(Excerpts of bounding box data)

----------

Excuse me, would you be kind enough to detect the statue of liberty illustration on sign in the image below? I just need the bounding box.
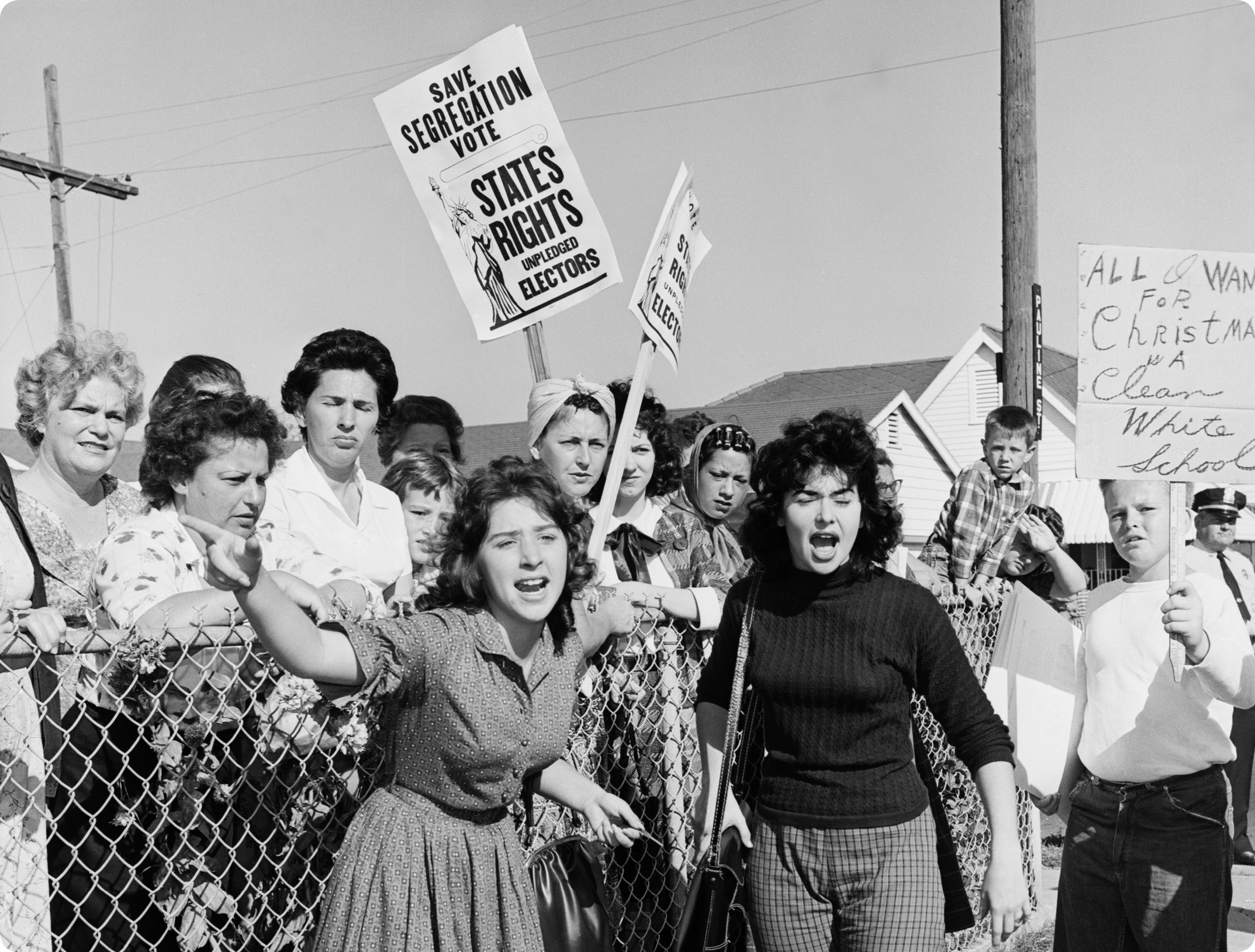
[427,178,523,330]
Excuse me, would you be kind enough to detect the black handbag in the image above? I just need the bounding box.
[675,576,762,952]
[523,783,615,952]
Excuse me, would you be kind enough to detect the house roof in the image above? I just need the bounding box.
[703,358,949,410]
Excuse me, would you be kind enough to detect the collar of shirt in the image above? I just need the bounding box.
[284,446,374,528]
[471,608,554,691]
[976,459,1026,489]
[153,503,205,577]
[590,498,663,539]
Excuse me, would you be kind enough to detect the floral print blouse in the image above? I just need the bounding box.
[79,504,383,706]
[18,474,148,628]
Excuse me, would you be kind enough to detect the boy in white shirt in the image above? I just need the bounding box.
[1043,480,1255,952]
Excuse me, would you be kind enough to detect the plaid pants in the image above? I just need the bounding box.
[748,810,945,952]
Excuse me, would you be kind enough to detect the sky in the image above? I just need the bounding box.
[0,0,1255,439]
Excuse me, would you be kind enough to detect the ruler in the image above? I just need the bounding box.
[1168,483,1188,683]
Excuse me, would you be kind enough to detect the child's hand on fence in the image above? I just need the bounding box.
[178,514,261,592]
[1160,580,1211,665]
[0,602,65,653]
[580,789,645,847]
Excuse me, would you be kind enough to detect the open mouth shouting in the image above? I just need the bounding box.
[514,576,549,603]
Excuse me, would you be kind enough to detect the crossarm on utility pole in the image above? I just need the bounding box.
[0,149,139,200]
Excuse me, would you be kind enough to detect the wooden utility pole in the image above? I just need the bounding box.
[0,67,139,331]
[1000,0,1036,478]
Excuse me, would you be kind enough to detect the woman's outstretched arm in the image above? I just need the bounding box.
[179,515,365,685]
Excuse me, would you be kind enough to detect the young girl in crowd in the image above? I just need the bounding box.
[383,448,466,598]
[185,456,640,952]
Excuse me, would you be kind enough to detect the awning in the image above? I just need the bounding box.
[1038,479,1255,546]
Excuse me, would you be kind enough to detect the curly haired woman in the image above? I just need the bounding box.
[695,411,1029,952]
[185,456,640,952]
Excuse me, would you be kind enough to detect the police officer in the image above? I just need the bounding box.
[1185,487,1255,866]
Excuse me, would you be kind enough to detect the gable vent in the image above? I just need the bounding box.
[885,410,903,449]
[967,366,1002,425]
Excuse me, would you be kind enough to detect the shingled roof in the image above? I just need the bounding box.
[710,358,950,413]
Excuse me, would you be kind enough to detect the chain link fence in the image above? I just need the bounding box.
[0,581,1036,952]
[0,627,384,952]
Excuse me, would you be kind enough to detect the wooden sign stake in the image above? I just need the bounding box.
[1168,483,1187,683]
[589,336,658,562]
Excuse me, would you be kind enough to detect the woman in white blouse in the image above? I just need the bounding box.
[260,327,410,600]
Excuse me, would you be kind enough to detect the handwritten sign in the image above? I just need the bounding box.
[375,26,623,340]
[1077,245,1255,483]
[628,162,710,371]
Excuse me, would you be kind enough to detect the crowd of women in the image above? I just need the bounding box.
[0,328,1084,952]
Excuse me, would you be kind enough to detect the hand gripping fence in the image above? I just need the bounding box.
[0,577,1036,952]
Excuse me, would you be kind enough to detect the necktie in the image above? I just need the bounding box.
[1216,552,1251,621]
[606,522,663,584]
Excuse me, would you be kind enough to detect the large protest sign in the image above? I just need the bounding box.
[985,582,1081,797]
[628,162,710,371]
[1077,245,1255,483]
[375,26,623,340]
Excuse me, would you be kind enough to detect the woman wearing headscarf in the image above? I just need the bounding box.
[592,380,728,950]
[527,374,615,508]
[672,423,755,584]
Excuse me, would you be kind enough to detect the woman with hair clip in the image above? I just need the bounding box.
[694,411,1029,952]
[185,456,640,952]
[672,423,757,584]
[590,380,728,948]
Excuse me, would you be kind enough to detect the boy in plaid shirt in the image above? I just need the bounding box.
[920,406,1036,604]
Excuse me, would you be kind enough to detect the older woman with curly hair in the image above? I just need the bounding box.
[695,411,1029,952]
[185,456,640,952]
[14,328,148,632]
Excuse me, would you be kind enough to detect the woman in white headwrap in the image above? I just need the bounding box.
[527,374,615,501]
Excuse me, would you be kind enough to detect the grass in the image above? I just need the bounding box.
[1009,922,1054,952]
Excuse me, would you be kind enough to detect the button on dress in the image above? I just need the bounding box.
[315,608,582,952]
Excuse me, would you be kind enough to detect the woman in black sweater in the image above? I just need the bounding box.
[695,411,1029,952]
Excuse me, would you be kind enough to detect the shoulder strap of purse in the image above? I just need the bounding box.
[707,574,763,867]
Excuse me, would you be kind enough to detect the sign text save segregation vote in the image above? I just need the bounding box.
[1077,245,1255,483]
[375,26,623,340]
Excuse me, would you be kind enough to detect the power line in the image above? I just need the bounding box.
[562,2,1246,123]
[0,268,53,350]
[56,0,788,154]
[92,0,1243,174]
[70,146,379,250]
[0,0,677,138]
[549,0,825,93]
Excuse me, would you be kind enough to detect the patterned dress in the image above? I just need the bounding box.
[315,610,582,952]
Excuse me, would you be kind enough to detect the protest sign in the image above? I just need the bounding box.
[628,162,710,372]
[985,582,1081,797]
[375,26,623,340]
[1077,245,1255,681]
[1077,245,1255,483]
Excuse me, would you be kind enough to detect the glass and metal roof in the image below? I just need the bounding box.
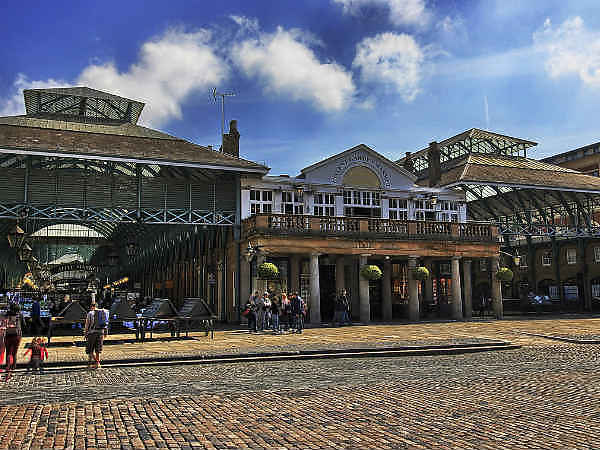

----------

Return every line of the material above word for word, leaving out the pictures.

Excuse me, would you be kind enough to detect the statue of liberty illustration on sign in the image below? I just need the bounding box.
[427,178,523,330]
Excuse me, would you be kind enough to detect the black handbag in the image above? I just need the bounding box.
[675,576,762,952]
[523,783,615,952]
Excuse me, would you be kind enough to detect the house roof in the image above? I just need the bounding box.
[703,358,949,410]
Excuse me, would you be kind enough to detect the collar of shirt in the image above? I just need the bounding box.
[284,446,374,528]
[471,608,554,691]
[976,459,1026,489]
[153,503,205,577]
[590,498,663,539]
Excuse me, would you be kind enough to detect the floral print blouse in the image above? I just need the bounding box.
[79,504,383,706]
[18,474,148,628]
Excuse me, would you be kind enough to detect the boy in white shirt in the image above? I just need the bounding box.
[1043,480,1255,952]
Excuse me, would you be kind enough to detect the plaid pants in the image above? I just need the bounding box.
[748,810,945,952]
Excuse me, would you be kind enough to detect the sky in the image above? I just need the bounding box.
[0,0,1255,439]
Excuse me, would you be kind enough to detect the ruler in the image above? I just need the bounding box.
[1168,483,1188,683]
Excuse me, would you be kind enough to detect the child's hand on fence in the image above? I just need the bounding box.
[178,514,261,592]
[1160,580,1211,665]
[0,602,65,653]
[580,789,645,847]
Excuse me, would you be kind enough to detect the open mouth shouting in the image above? I just need the bounding box.
[514,576,549,603]
Excuse me, would you be kind enough to detect the crossarm on utility pole in the image above? I just need the bounding box.
[0,149,139,200]
Excuse me, would you be kind enough to detect the wooden utility pole in the image above? I just need the bounding box.
[0,67,139,331]
[1000,0,1036,478]
Excuse me, would you be kind enough to detect the woman's outstretched arm in the image above? I just need the bounding box.
[179,515,365,685]
Excuse me, would you be kind enough to detect the young girl in crowd in the image above? I just need the bounding box.
[383,448,466,598]
[185,456,640,952]
Excuse me, would you be kind enough to detect the awning in the image above? I just need the bounding box.
[1038,479,1255,546]
Excuse me, would you be kind enough to detect the curly haired woman in the image above? I just need the bounding box.
[695,411,1029,952]
[185,456,640,952]
Excuse me, would you be kind enough to detect the police officer in the image above? I just need the bounding box.
[1185,487,1255,866]
Excuse me, would you be kind enough to detect the gable vent in the image above? I just need the bounding box.
[885,410,903,449]
[967,366,1002,425]
Excuse me, would you be kind enough to detect the shingled roof in the image above? I just need the bounding box.
[710,358,950,413]
Excuse me, would you be kind enough to detect the chain link fence in the image above? I just need the bounding box.
[0,581,1036,952]
[0,627,384,952]
Excuse me, would you be kind enough to detect the wooden sign stake in the image above? I just need the bounding box.
[1168,483,1187,683]
[589,336,658,562]
Excuse me, would you be kind enough to detect the woman in white blouse in the image above? I just need the bounding box.
[260,327,410,600]
Excuse me, would you be kind enough to detect the handwritten sign in the image above? I just need the bounding box.
[375,26,623,340]
[1077,245,1255,483]
[628,162,710,371]
Excuse me, would you be kind enough to detect the crowd of women in the image above? I just need the bounding box.
[0,328,1084,952]
Excuse me, would you be kind enough to detect the hand gripping fence in the image above? I just need the bounding box.
[0,577,1036,952]
Excuse me, would you be kind enough to detect the necktie in the image above? I just need the bounding box.
[1216,552,1251,621]
[606,522,663,584]
Excuse me, would you be kind enough to detect the large protest sign in the image above? I just need the bounding box.
[985,582,1081,797]
[628,162,710,371]
[1077,245,1255,483]
[375,26,623,340]
Excuse me, would you be kind enough to detect the woman wearing headscarf in the image above? I just need the bounding box.
[592,380,728,950]
[527,374,615,508]
[672,423,755,584]
Excuse me, would you be kind enough to detect the woman with hair clip in the image above? I just need the bounding box.
[694,411,1029,952]
[185,456,640,952]
[672,423,757,584]
[590,380,728,948]
Excuse me, would you be kind enough to detect the boy in plaid shirt in the image above? I just need the bounding box.
[920,406,1036,604]
Excuse me, would you be kind enough to detect the older woman with curly hair in the image above? I just need the bounding box.
[695,411,1029,952]
[185,456,640,952]
[14,328,148,632]
Excuse me, would you be kind enough to detect the woman in white headwrap in the image above? I just need the bounding box.
[527,374,615,501]
Excuse me, would you be kind enough to detect the grass in the image above? I just need the bounding box.
[1009,922,1054,952]
Excuse me, would you be kind enough to detect the button on dress in the image above? I just need the bounding box.
[315,608,582,952]
Excuse me, would you be kind enough to detect the woman in black sweater in the image above? I just need the bounding box.
[695,411,1029,952]
Excuse me, would you be kind enough to detect the shoulder strap of purse in the image above? I just need the bounding box.
[707,574,763,867]
Excuse me, would you be kind enough to detect the sign text save segregation vote in the image above? I just need the bounding box.
[1077,245,1255,483]
[375,26,623,340]
Excuse me, would you be kind enough to detect the power line in the image above? I just need the bounding box.
[562,2,1246,123]
[0,268,53,350]
[56,0,788,154]
[92,0,1243,174]
[70,146,379,250]
[0,0,677,138]
[549,0,825,93]
Excuse me, would you be kind enough to detect the patterned dress in the image above? I just need the bounding box.
[315,610,582,952]
Excuse me, would you be kind enough to detect the protest sign in the image above? I just need the bounding box.
[628,162,710,372]
[985,582,1081,797]
[375,26,623,340]
[1077,245,1255,681]
[1077,245,1255,483]
Excuse me, would you be kind enough to detect the glass and metal roof in the image below? I just need the bounding box.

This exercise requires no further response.